START Text passage
It should be noted that a kcal /is/ still a kcal; The adaption your body takes after being given different levels of macronutrients doesn't change that if you eat more than you expend, you will put on weight.
Also, I'm surprised that they didn't trial a 60% protein, 20% fat and 20% carb diet!
kcal may still be a kcal when verified in a bomb calorimeter - I believe for food they do it the same way everyone else does it: Put it in pure oxygen atmosphere, and light that baby on fire, measure the increase in temperature in a controlled environment, and the 'heat' produced is expressed in kcal.
now, my body does not have an active flame, and I don't have a combustion engine in my stomach. I use a (mysterious to me) metabolic process to convert what I eat into energy that my body can use.
For me, an individuals metabolic rate may be roughly proportional to kcal intake, but it is not the same thing, and it is different for different food types, combinations, and for different people.
I liked the article - even though I am not a dietician, I do think there is something wrong about the Adkins diet.. not healthy.
END Text passage
START Extracted records
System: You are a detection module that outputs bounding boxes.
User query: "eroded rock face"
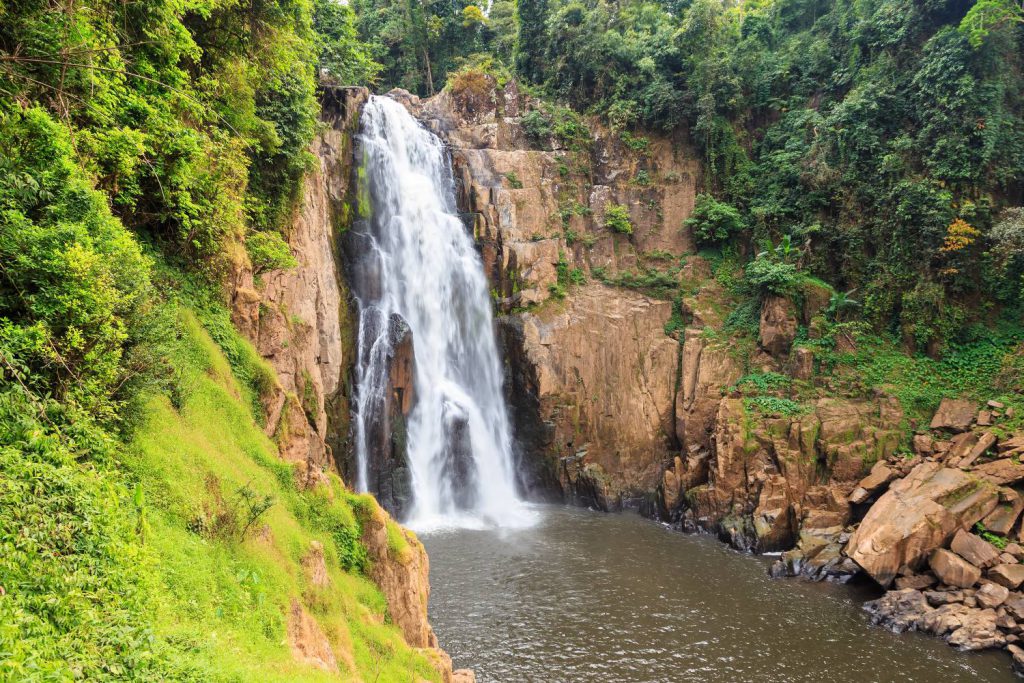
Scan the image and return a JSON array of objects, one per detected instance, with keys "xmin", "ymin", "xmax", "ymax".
[
  {"xmin": 400, "ymin": 84, "xmax": 699, "ymax": 509},
  {"xmin": 846, "ymin": 463, "xmax": 998, "ymax": 586},
  {"xmin": 231, "ymin": 88, "xmax": 369, "ymax": 485}
]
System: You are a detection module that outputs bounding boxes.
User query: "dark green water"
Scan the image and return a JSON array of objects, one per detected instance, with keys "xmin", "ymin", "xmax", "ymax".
[{"xmin": 421, "ymin": 507, "xmax": 1017, "ymax": 683}]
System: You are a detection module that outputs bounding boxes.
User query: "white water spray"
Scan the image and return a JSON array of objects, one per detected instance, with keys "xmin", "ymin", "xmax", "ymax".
[{"xmin": 355, "ymin": 96, "xmax": 532, "ymax": 530}]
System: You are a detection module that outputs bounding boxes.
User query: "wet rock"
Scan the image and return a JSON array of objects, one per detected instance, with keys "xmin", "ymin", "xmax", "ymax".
[
  {"xmin": 949, "ymin": 529, "xmax": 999, "ymax": 569},
  {"xmin": 896, "ymin": 573, "xmax": 937, "ymax": 591},
  {"xmin": 928, "ymin": 548, "xmax": 981, "ymax": 588},
  {"xmin": 863, "ymin": 588, "xmax": 934, "ymax": 633},
  {"xmin": 925, "ymin": 591, "xmax": 964, "ymax": 607},
  {"xmin": 1002, "ymin": 593, "xmax": 1024, "ymax": 621},
  {"xmin": 850, "ymin": 460, "xmax": 896, "ymax": 505},
  {"xmin": 957, "ymin": 432, "xmax": 995, "ymax": 467},
  {"xmin": 974, "ymin": 584, "xmax": 1010, "ymax": 607},
  {"xmin": 1007, "ymin": 644, "xmax": 1024, "ymax": 674},
  {"xmin": 931, "ymin": 398, "xmax": 976, "ymax": 432},
  {"xmin": 985, "ymin": 564, "xmax": 1024, "ymax": 589},
  {"xmin": 913, "ymin": 434, "xmax": 935, "ymax": 456},
  {"xmin": 946, "ymin": 609, "xmax": 1007, "ymax": 650},
  {"xmin": 918, "ymin": 603, "xmax": 975, "ymax": 636},
  {"xmin": 846, "ymin": 462, "xmax": 997, "ymax": 586}
]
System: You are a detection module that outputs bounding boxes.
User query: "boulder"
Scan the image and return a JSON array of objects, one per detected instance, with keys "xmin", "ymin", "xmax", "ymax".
[
  {"xmin": 850, "ymin": 460, "xmax": 896, "ymax": 505},
  {"xmin": 918, "ymin": 603, "xmax": 974, "ymax": 636},
  {"xmin": 896, "ymin": 573, "xmax": 938, "ymax": 591},
  {"xmin": 1007, "ymin": 644, "xmax": 1024, "ymax": 674},
  {"xmin": 949, "ymin": 529, "xmax": 999, "ymax": 569},
  {"xmin": 846, "ymin": 462, "xmax": 998, "ymax": 586},
  {"xmin": 928, "ymin": 548, "xmax": 981, "ymax": 588},
  {"xmin": 864, "ymin": 588, "xmax": 933, "ymax": 633},
  {"xmin": 793, "ymin": 348, "xmax": 814, "ymax": 380},
  {"xmin": 986, "ymin": 564, "xmax": 1024, "ymax": 589},
  {"xmin": 946, "ymin": 609, "xmax": 1007, "ymax": 650},
  {"xmin": 931, "ymin": 398, "xmax": 977, "ymax": 432},
  {"xmin": 972, "ymin": 458, "xmax": 1024, "ymax": 486},
  {"xmin": 759, "ymin": 296, "xmax": 797, "ymax": 357},
  {"xmin": 957, "ymin": 432, "xmax": 995, "ymax": 467},
  {"xmin": 974, "ymin": 584, "xmax": 1010, "ymax": 607},
  {"xmin": 981, "ymin": 488, "xmax": 1024, "ymax": 536},
  {"xmin": 913, "ymin": 434, "xmax": 935, "ymax": 456}
]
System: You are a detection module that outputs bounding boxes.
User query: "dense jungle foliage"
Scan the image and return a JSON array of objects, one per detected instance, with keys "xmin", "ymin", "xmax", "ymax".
[
  {"xmin": 0, "ymin": 0, "xmax": 1024, "ymax": 681},
  {"xmin": 0, "ymin": 0, "xmax": 437, "ymax": 681},
  {"xmin": 353, "ymin": 0, "xmax": 1024, "ymax": 351}
]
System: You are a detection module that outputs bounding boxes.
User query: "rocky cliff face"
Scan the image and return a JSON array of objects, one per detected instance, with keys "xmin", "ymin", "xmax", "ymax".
[
  {"xmin": 231, "ymin": 88, "xmax": 369, "ymax": 484},
  {"xmin": 230, "ymin": 88, "xmax": 474, "ymax": 683},
  {"xmin": 396, "ymin": 83, "xmax": 902, "ymax": 550},
  {"xmin": 404, "ymin": 83, "xmax": 699, "ymax": 509}
]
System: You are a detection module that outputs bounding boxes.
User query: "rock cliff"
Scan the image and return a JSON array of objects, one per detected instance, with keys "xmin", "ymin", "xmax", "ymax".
[{"xmin": 230, "ymin": 88, "xmax": 466, "ymax": 683}]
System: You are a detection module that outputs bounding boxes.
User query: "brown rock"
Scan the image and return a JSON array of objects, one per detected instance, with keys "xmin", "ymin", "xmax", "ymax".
[
  {"xmin": 949, "ymin": 529, "xmax": 999, "ymax": 569},
  {"xmin": 928, "ymin": 548, "xmax": 981, "ymax": 588},
  {"xmin": 850, "ymin": 460, "xmax": 896, "ymax": 505},
  {"xmin": 288, "ymin": 598, "xmax": 338, "ymax": 671},
  {"xmin": 918, "ymin": 603, "xmax": 974, "ymax": 636},
  {"xmin": 1002, "ymin": 593, "xmax": 1024, "ymax": 621},
  {"xmin": 846, "ymin": 463, "xmax": 998, "ymax": 586},
  {"xmin": 972, "ymin": 458, "xmax": 1024, "ymax": 485},
  {"xmin": 793, "ymin": 347, "xmax": 814, "ymax": 380},
  {"xmin": 925, "ymin": 591, "xmax": 964, "ymax": 607},
  {"xmin": 957, "ymin": 432, "xmax": 995, "ymax": 467},
  {"xmin": 864, "ymin": 588, "xmax": 937, "ymax": 633},
  {"xmin": 896, "ymin": 573, "xmax": 937, "ymax": 591},
  {"xmin": 945, "ymin": 432, "xmax": 978, "ymax": 467},
  {"xmin": 981, "ymin": 488, "xmax": 1024, "ymax": 536},
  {"xmin": 931, "ymin": 398, "xmax": 975, "ymax": 432},
  {"xmin": 974, "ymin": 584, "xmax": 1010, "ymax": 607},
  {"xmin": 995, "ymin": 434, "xmax": 1024, "ymax": 454},
  {"xmin": 759, "ymin": 296, "xmax": 797, "ymax": 357},
  {"xmin": 985, "ymin": 564, "xmax": 1024, "ymax": 589},
  {"xmin": 913, "ymin": 434, "xmax": 935, "ymax": 456},
  {"xmin": 946, "ymin": 609, "xmax": 1007, "ymax": 650}
]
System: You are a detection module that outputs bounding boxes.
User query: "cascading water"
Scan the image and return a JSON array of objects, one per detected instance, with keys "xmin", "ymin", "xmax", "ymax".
[{"xmin": 354, "ymin": 96, "xmax": 531, "ymax": 529}]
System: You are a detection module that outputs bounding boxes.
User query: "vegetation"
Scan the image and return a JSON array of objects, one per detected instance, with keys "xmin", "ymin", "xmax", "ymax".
[{"xmin": 0, "ymin": 0, "xmax": 437, "ymax": 681}]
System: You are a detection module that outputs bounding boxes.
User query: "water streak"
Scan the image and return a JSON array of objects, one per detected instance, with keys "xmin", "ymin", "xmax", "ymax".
[{"xmin": 354, "ymin": 96, "xmax": 532, "ymax": 529}]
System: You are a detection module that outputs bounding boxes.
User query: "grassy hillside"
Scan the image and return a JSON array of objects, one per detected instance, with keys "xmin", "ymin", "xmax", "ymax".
[{"xmin": 0, "ymin": 286, "xmax": 436, "ymax": 681}]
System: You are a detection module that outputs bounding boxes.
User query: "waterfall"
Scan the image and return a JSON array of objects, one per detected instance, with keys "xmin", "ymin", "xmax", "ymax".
[{"xmin": 353, "ymin": 96, "xmax": 531, "ymax": 530}]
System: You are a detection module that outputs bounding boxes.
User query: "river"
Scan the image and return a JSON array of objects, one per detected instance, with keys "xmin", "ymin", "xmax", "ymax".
[{"xmin": 422, "ymin": 506, "xmax": 1017, "ymax": 683}]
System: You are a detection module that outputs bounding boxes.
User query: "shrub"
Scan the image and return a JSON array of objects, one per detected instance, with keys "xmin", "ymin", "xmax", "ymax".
[
  {"xmin": 246, "ymin": 230, "xmax": 299, "ymax": 275},
  {"xmin": 745, "ymin": 254, "xmax": 802, "ymax": 296},
  {"xmin": 604, "ymin": 204, "xmax": 633, "ymax": 234},
  {"xmin": 683, "ymin": 195, "xmax": 745, "ymax": 244}
]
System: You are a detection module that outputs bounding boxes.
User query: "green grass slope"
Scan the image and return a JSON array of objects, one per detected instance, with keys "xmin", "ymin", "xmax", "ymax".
[{"xmin": 0, "ymin": 296, "xmax": 437, "ymax": 681}]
END Extracted records
Task list:
1. Answer these questions about the comment on calories:
(a) What percentages of protein, fat and carbohydrate make up the diet the writer is surprised was not trialed?
(b) In what kind of atmosphere is food burned in a bomb calorimeter?
(c) Which diet does the writer say is not healthy?
2. Repeat the part of the comment on calories that begins at the words "kcal may still" and ends after the words "body can use.".

Answers by item number:
1.
(a) 60% protein, 20% fat and 20% carb.
(b) A pure oxygen atmosphere.
(c) The Adkins diet.

2.
kcal may still be a kcal when verified in a bomb calorimeter - I believe for food they do it the same way everyone else does it: Put it in pure oxygen atmosphere, and light that baby on fire, measure the increase in temperature in a controlled environment, and the 'heat' produced is expressed in kcal.
now, my body does not have an active flame, and I don't have a combustion engine in my stomach. I use a (mysterious to me) metabolic process to convert what I eat into energy that my body can use.